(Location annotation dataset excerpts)
## BEGIN

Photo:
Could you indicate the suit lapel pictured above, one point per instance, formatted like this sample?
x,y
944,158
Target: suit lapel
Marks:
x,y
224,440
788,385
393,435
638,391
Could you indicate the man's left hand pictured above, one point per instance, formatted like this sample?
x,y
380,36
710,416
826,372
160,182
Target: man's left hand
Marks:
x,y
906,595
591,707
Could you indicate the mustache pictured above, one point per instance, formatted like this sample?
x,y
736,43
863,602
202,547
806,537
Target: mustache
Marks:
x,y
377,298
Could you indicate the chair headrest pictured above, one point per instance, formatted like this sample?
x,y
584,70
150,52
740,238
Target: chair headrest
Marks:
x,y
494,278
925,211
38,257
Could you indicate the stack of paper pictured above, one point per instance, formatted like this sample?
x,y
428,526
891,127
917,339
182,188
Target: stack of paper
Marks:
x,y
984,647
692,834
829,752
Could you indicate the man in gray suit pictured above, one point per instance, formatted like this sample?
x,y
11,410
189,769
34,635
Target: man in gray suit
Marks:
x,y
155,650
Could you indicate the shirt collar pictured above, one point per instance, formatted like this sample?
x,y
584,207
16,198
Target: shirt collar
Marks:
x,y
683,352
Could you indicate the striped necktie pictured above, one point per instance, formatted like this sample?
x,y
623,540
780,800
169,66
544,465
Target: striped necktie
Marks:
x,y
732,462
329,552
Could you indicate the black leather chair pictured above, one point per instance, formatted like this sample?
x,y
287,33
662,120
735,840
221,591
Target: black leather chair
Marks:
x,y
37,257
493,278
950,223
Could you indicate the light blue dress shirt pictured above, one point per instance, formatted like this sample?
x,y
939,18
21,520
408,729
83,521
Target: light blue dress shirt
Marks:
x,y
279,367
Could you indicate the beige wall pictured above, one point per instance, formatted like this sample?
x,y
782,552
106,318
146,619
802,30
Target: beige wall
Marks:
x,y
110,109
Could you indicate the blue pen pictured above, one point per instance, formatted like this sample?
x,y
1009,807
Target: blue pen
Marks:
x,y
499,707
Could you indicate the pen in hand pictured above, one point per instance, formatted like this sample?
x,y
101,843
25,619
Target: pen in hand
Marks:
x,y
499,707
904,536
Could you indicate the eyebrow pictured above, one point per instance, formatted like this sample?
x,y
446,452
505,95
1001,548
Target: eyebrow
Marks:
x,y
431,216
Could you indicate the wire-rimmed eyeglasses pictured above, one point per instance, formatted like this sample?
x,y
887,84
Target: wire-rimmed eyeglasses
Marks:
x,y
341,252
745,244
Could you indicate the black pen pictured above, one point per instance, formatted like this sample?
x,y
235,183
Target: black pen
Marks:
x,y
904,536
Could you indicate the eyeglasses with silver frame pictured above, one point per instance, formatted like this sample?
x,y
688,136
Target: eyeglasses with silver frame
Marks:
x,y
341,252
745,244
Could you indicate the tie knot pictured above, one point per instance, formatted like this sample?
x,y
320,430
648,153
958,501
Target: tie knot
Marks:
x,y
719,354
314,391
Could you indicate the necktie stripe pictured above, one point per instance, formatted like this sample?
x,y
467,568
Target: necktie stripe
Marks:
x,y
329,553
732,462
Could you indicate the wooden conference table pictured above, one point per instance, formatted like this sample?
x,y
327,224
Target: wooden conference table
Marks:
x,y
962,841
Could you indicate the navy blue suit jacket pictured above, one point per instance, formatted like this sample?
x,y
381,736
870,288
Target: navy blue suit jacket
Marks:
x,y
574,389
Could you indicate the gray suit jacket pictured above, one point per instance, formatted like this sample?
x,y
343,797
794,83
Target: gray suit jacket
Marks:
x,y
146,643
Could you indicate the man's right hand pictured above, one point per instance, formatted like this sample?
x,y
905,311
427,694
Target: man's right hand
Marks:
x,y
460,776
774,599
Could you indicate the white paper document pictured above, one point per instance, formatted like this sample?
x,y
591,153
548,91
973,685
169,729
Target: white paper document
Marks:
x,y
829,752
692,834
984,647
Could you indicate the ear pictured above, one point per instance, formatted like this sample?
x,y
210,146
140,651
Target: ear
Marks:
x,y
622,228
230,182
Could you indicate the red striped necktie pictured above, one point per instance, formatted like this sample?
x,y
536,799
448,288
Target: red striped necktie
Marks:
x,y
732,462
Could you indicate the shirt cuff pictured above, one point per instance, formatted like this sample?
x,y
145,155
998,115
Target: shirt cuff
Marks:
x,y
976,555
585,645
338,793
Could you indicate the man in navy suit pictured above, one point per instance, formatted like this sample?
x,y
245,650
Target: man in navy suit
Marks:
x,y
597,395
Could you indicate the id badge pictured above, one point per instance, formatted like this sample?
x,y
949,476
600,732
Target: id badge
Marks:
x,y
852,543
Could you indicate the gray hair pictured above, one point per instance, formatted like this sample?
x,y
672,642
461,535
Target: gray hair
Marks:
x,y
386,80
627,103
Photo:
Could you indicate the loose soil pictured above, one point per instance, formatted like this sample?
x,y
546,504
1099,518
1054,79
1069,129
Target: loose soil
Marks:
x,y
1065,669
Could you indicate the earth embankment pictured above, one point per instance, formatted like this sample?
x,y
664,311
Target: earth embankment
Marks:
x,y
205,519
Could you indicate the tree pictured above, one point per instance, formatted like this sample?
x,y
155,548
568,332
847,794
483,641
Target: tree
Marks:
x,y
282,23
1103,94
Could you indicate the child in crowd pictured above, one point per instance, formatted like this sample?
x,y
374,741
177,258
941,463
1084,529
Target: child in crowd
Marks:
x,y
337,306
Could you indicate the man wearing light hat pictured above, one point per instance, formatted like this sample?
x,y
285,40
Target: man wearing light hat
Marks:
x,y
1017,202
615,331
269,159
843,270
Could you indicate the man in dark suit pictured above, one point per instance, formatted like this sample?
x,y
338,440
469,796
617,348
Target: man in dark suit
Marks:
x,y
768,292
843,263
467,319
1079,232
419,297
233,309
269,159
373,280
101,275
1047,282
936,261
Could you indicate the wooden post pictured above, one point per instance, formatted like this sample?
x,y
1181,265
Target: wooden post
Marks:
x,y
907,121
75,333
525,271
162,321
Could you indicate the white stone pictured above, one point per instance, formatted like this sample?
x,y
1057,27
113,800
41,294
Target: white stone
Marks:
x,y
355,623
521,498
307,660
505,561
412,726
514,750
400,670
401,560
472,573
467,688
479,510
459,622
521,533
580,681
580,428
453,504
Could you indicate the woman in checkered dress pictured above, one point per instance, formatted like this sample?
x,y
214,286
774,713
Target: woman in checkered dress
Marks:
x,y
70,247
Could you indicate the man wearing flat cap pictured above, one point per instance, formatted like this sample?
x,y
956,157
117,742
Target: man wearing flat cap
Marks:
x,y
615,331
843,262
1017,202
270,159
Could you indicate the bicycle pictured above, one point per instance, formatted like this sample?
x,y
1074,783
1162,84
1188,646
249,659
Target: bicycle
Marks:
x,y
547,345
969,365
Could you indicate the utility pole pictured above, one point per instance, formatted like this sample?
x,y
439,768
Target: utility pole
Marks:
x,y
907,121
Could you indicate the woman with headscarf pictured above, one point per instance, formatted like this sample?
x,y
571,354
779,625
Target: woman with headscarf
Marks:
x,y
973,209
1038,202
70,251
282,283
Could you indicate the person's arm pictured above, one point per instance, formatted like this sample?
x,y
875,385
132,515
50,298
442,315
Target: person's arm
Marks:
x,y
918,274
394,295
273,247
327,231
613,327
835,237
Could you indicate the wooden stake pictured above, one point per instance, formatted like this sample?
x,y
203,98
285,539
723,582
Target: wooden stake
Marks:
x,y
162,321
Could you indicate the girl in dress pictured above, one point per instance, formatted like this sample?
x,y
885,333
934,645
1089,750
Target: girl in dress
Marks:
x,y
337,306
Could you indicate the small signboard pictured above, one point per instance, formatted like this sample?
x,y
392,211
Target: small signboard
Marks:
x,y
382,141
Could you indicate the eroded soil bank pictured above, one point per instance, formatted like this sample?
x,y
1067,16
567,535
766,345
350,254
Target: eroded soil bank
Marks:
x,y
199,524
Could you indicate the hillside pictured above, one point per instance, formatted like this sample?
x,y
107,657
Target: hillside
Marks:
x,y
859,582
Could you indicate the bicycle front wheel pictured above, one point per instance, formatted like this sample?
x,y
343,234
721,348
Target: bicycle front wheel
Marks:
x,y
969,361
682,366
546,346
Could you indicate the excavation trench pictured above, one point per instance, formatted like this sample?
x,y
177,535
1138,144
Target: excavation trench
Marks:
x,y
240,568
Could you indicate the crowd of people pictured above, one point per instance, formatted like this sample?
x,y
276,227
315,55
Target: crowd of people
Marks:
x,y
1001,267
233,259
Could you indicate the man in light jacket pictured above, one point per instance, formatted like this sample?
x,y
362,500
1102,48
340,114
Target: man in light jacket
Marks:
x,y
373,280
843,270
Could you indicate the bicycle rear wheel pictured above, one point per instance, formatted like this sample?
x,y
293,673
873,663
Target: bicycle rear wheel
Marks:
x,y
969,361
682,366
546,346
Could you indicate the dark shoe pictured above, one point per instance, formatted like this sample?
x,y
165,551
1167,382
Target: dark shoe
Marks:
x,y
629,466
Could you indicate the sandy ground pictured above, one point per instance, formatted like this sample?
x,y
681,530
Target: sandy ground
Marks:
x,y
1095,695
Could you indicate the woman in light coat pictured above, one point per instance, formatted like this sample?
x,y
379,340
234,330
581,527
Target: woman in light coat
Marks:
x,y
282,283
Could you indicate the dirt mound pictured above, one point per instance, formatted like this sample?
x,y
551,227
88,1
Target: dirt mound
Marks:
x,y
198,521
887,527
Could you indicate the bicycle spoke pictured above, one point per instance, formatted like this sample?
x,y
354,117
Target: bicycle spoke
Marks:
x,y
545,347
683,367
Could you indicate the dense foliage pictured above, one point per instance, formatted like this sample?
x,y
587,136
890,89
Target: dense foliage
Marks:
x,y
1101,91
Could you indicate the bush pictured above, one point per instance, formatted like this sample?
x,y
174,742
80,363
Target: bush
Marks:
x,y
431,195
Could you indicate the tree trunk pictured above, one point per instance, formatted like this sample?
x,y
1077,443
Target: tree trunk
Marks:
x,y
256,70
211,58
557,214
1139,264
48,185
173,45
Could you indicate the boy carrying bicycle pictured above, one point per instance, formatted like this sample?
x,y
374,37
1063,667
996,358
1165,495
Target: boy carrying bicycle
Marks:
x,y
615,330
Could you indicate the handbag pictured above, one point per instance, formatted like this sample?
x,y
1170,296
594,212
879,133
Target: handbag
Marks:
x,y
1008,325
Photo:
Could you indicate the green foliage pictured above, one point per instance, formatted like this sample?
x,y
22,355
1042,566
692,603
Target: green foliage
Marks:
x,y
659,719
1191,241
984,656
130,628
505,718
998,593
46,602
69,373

## END

Print exactly the lines from the one with "Could you indicate the bicycle spoke" through the end of the data, inclusive.

» EXERCISE RESPONSE:
Could you indicate the bicycle spoke pictured above, one point per instance, formatted like this sample?
x,y
354,117
Target: bicycle spoke
Marks:
x,y
545,347
683,367
Could you indicate the dense foliage pictured above, one point per instance, formatted like this sample?
x,y
587,136
890,89
Target: dense foliage
Marks:
x,y
1101,91
Could you indicate the bush pictured above, one point per instance, formatted like this sample?
x,y
174,742
80,363
Target: bush
Marks:
x,y
431,195
Could you indicate the tree trunk pictured above, one point per instance, formatted like this sample?
x,y
1077,443
Target: tree trunk
Marks:
x,y
256,70
211,58
557,214
1139,264
48,185
173,45
Could you indicate the boy carrying bicycle pictured above, one point per instance, formatted like this sample?
x,y
374,37
1063,667
996,358
1165,495
Target: boy carrying bicycle
Marks:
x,y
615,330
Could you indicate the handbag pictured above, one point per instance, formatted like this sample?
x,y
1170,296
594,212
879,133
Target: handbag
Marks:
x,y
1008,325
Photo:
Could you indicate the green foliage pictured above, one point per instance, formatted like this sample?
x,y
22,355
1042,566
692,603
Target: green foliage
Marks:
x,y
659,719
1191,241
984,656
130,628
505,718
998,593
46,602
69,373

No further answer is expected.